Source records
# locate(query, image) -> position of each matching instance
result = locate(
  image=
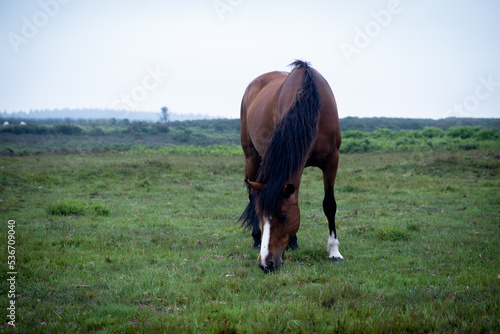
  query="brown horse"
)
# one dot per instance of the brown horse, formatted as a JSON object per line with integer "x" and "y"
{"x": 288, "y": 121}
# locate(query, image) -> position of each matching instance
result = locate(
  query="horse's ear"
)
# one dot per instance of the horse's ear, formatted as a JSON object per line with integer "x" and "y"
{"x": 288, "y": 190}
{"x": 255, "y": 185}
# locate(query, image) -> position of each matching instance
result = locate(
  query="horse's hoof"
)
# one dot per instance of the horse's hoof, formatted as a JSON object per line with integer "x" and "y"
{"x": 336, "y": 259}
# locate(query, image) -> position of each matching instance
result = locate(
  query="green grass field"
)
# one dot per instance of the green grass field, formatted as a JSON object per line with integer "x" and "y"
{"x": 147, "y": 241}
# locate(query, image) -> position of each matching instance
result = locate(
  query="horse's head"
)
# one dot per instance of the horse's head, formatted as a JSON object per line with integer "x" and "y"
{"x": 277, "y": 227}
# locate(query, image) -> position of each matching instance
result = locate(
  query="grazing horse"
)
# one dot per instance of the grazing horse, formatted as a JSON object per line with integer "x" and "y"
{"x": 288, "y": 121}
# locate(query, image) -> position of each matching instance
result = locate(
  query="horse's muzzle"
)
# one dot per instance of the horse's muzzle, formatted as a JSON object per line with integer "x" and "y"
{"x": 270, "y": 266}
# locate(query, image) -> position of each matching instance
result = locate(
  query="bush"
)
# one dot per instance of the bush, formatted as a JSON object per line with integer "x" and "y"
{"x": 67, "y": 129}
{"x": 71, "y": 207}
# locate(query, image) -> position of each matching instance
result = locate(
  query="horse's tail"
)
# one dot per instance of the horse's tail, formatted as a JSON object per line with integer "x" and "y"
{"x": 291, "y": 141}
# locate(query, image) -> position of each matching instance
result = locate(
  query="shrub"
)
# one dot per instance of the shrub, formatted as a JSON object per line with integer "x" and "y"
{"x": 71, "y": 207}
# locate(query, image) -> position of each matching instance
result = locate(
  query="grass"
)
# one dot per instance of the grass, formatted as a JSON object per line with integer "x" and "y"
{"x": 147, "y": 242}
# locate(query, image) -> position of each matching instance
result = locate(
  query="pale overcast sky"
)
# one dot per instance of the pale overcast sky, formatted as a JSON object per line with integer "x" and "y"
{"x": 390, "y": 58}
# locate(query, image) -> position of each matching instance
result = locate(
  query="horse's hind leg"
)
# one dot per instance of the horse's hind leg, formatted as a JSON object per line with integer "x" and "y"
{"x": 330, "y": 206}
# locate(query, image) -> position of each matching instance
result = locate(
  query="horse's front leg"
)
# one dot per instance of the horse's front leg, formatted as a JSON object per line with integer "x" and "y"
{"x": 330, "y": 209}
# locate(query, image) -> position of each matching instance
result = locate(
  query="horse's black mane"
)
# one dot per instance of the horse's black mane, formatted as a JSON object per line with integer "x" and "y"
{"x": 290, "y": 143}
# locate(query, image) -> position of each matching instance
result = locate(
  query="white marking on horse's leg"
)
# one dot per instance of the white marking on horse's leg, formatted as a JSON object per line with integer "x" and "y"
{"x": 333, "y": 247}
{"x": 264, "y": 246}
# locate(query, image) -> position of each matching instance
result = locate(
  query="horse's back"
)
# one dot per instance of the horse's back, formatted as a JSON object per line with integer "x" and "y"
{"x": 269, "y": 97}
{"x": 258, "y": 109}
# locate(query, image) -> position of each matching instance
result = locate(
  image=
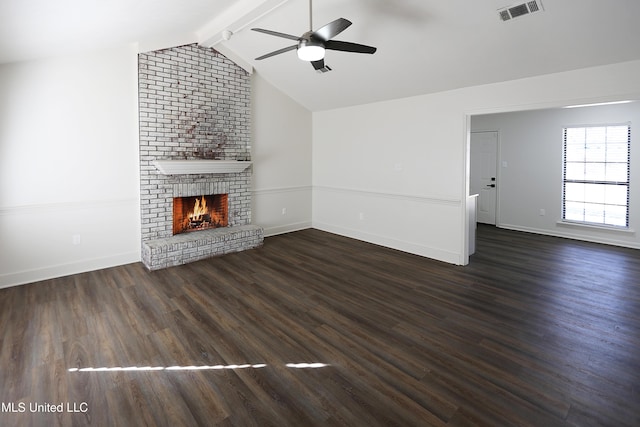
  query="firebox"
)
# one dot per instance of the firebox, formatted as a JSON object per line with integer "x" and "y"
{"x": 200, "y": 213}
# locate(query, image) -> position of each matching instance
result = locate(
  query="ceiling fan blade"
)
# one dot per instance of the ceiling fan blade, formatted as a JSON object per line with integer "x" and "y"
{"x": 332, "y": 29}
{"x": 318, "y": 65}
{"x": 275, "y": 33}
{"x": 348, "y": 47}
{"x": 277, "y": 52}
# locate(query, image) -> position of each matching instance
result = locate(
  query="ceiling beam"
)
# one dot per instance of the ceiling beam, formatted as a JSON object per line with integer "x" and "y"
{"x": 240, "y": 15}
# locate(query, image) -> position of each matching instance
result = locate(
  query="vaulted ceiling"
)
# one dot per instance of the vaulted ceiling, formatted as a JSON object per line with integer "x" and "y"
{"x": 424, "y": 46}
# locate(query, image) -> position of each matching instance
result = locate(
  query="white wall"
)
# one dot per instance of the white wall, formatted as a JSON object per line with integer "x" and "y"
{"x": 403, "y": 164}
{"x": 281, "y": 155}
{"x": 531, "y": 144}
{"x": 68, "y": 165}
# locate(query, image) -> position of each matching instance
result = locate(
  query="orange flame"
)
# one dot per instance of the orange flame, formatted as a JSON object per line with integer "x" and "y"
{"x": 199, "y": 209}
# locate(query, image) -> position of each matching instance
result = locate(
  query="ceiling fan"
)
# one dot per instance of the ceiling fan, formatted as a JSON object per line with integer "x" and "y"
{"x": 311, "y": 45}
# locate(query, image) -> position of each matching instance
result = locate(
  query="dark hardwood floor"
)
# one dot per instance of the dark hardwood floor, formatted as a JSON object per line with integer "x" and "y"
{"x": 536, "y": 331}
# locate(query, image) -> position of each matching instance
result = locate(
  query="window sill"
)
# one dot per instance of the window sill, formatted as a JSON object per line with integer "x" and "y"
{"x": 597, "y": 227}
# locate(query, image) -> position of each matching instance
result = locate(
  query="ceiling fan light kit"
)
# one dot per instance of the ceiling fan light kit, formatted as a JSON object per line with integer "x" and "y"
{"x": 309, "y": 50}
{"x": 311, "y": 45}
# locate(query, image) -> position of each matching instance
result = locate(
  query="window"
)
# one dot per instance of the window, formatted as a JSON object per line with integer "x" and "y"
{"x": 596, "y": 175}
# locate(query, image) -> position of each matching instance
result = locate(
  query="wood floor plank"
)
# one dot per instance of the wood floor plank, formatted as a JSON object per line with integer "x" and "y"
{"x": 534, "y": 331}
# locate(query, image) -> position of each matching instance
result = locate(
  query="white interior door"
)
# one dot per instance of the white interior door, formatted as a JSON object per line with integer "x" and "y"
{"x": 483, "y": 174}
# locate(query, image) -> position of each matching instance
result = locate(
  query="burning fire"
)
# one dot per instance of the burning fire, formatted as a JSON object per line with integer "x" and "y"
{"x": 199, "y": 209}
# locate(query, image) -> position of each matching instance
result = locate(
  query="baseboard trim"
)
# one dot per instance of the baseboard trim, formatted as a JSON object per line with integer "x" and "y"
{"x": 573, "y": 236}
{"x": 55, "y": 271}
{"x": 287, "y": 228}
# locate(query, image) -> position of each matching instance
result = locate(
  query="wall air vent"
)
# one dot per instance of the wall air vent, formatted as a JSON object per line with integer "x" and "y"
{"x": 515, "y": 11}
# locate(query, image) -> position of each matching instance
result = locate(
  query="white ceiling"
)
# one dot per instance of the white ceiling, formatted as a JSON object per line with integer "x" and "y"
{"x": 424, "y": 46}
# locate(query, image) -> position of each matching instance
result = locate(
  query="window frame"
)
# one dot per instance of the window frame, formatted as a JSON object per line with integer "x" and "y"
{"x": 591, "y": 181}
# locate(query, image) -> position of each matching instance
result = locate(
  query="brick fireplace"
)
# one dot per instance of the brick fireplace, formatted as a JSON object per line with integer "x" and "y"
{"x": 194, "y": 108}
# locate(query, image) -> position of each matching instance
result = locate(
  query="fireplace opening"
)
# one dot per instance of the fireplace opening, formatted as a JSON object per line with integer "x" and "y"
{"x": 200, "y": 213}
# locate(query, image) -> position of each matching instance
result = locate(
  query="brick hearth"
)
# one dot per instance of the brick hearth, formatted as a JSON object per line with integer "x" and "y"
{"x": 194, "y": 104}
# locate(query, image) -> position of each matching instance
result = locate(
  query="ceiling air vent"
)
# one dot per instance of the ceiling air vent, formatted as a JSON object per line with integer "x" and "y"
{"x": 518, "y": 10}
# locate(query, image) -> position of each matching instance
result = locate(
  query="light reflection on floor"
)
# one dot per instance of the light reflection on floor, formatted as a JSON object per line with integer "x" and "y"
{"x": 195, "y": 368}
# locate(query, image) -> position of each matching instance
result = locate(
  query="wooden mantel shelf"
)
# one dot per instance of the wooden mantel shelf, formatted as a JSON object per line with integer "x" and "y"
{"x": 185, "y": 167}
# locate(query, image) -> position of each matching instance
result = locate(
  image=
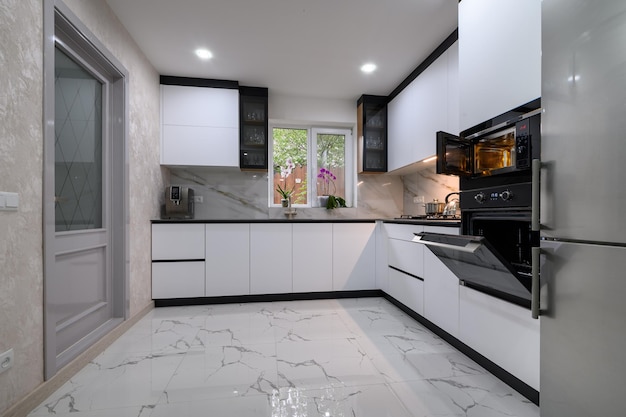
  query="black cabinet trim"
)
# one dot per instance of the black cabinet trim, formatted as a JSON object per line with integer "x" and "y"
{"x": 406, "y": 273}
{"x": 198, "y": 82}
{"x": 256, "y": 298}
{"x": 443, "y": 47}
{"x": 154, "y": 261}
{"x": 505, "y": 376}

---

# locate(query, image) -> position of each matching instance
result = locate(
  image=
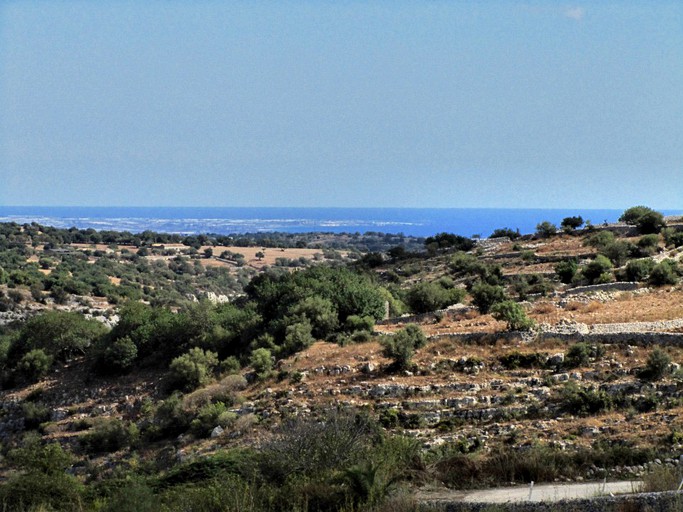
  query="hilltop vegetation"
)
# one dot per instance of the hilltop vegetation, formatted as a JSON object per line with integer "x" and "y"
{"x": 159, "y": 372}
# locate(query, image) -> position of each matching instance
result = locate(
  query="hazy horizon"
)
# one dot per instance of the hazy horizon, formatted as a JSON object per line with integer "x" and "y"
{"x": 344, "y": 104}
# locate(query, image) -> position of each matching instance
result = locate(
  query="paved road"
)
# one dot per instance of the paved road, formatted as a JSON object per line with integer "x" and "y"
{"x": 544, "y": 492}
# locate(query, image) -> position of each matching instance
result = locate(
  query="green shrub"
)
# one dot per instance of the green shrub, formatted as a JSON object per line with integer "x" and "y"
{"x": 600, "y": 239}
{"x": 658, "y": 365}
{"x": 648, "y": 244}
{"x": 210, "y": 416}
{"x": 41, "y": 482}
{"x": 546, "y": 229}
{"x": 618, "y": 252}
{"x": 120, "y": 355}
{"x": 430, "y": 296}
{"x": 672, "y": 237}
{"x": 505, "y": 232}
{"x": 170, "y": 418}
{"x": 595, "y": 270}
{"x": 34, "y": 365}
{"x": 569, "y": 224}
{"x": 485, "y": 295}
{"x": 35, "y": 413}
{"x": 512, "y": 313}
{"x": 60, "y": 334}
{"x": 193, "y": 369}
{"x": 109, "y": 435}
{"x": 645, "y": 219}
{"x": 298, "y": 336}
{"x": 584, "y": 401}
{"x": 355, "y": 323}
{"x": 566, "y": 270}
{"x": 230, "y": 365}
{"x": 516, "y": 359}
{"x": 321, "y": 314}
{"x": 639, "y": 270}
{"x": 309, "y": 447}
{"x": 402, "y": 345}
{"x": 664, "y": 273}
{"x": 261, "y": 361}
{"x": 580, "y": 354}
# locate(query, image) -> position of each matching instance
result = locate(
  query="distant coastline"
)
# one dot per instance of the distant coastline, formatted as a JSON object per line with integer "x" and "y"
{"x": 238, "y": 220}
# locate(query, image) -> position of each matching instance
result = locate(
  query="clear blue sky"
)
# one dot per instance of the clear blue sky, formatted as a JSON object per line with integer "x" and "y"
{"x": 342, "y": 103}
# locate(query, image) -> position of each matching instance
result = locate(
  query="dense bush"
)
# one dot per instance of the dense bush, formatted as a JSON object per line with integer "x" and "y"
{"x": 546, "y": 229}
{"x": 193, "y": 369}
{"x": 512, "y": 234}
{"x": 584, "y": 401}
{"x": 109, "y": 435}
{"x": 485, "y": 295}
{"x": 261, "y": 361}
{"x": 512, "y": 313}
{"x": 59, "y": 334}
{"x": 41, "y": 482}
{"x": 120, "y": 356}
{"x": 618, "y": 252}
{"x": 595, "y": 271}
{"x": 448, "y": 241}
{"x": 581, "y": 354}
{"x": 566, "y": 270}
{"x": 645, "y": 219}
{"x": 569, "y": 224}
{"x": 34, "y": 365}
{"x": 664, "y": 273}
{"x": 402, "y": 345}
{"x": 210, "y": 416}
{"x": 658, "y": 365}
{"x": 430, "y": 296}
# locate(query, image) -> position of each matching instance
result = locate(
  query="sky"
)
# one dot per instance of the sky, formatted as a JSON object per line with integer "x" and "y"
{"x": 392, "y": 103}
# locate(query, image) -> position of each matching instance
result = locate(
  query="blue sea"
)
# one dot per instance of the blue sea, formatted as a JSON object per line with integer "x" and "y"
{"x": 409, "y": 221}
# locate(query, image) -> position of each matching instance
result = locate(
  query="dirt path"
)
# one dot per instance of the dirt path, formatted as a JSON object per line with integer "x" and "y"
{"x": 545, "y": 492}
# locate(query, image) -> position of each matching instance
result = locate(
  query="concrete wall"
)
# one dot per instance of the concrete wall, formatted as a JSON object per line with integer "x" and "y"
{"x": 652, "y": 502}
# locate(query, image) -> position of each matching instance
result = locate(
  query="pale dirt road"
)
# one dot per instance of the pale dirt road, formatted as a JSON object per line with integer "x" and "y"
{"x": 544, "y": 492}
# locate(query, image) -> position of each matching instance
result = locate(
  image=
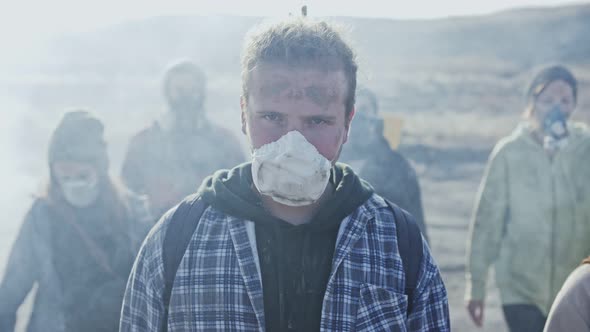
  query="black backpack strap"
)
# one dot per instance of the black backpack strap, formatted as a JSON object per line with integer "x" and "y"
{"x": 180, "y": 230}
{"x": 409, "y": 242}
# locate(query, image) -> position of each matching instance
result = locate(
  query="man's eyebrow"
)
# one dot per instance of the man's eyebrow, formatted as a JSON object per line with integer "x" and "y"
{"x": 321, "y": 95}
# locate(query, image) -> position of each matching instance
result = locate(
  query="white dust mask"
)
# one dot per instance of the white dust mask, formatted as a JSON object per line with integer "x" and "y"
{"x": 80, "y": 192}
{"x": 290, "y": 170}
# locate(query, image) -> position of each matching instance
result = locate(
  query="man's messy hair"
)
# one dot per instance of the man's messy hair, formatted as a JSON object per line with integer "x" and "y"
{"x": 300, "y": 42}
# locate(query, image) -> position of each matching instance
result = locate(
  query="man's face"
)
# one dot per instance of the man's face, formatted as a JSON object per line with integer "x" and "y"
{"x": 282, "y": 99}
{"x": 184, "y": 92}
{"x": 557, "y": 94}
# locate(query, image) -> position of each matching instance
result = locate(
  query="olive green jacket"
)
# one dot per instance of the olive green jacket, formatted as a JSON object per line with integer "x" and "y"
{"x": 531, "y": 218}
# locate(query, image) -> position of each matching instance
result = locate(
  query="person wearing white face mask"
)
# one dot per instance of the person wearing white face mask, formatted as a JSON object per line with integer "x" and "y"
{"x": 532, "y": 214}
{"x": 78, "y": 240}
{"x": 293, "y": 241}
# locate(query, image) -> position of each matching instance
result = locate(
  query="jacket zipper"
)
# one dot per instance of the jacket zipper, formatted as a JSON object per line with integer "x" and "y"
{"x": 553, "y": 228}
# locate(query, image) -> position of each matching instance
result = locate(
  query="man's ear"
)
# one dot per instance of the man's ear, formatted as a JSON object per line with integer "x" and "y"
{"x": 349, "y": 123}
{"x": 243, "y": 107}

---

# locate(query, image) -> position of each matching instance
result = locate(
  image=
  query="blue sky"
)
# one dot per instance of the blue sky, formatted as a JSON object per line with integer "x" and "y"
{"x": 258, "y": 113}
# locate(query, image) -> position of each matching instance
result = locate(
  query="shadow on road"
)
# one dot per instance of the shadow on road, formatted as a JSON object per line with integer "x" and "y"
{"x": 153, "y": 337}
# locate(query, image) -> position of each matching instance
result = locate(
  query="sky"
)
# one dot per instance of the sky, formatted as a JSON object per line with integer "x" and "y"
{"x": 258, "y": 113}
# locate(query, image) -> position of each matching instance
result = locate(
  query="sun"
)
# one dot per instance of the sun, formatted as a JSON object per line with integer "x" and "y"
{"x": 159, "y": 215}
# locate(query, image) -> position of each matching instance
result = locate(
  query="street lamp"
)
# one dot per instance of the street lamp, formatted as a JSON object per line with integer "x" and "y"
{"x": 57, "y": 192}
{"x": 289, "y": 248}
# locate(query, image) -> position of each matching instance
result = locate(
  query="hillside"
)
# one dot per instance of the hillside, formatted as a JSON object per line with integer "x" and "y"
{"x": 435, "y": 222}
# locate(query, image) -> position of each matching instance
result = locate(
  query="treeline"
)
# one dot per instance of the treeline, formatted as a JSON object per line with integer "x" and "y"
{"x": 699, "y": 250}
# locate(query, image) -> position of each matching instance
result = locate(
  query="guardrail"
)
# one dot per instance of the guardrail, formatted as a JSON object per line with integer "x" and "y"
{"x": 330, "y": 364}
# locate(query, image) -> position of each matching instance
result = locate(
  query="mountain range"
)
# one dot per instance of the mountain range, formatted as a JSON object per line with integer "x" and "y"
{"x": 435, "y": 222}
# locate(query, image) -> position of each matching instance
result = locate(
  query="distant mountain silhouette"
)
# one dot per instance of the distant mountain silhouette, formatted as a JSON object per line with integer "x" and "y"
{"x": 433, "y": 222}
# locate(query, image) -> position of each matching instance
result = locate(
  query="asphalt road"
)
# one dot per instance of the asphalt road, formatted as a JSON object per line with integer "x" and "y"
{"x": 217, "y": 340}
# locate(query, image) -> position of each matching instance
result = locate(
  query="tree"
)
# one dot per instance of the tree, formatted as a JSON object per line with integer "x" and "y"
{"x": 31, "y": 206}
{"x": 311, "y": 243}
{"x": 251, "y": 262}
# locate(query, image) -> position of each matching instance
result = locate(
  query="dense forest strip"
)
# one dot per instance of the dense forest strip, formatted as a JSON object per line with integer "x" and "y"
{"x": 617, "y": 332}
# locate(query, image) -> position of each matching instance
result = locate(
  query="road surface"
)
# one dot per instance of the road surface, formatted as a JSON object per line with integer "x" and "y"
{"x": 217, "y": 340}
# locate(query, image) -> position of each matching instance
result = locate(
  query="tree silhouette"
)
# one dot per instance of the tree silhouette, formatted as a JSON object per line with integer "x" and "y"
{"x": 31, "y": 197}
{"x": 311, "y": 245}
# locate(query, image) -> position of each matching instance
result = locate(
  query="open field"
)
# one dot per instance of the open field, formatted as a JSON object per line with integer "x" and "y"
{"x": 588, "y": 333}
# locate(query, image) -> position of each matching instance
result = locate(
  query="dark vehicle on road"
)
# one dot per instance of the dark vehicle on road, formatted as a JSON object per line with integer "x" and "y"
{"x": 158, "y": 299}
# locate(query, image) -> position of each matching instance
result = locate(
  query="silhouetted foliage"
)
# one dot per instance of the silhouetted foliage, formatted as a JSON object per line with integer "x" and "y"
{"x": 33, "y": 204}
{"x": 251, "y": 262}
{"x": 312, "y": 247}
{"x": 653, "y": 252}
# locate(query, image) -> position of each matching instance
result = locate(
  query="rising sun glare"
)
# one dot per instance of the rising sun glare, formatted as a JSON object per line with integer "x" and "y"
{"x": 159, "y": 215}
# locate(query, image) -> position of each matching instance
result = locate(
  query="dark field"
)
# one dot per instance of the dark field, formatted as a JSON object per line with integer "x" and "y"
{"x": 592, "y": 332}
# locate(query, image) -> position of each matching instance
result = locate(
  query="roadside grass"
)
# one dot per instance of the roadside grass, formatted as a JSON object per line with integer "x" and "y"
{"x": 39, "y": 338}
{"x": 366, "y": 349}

**Problem:**
Collect and copy each line of the material above that contains the string "marking".

**Solution to the exercise:**
  query="white marking on horse's leg"
# one dot per instance of the white marking on horse's leg, formatted as a JSON object per line with integer "x" and "y"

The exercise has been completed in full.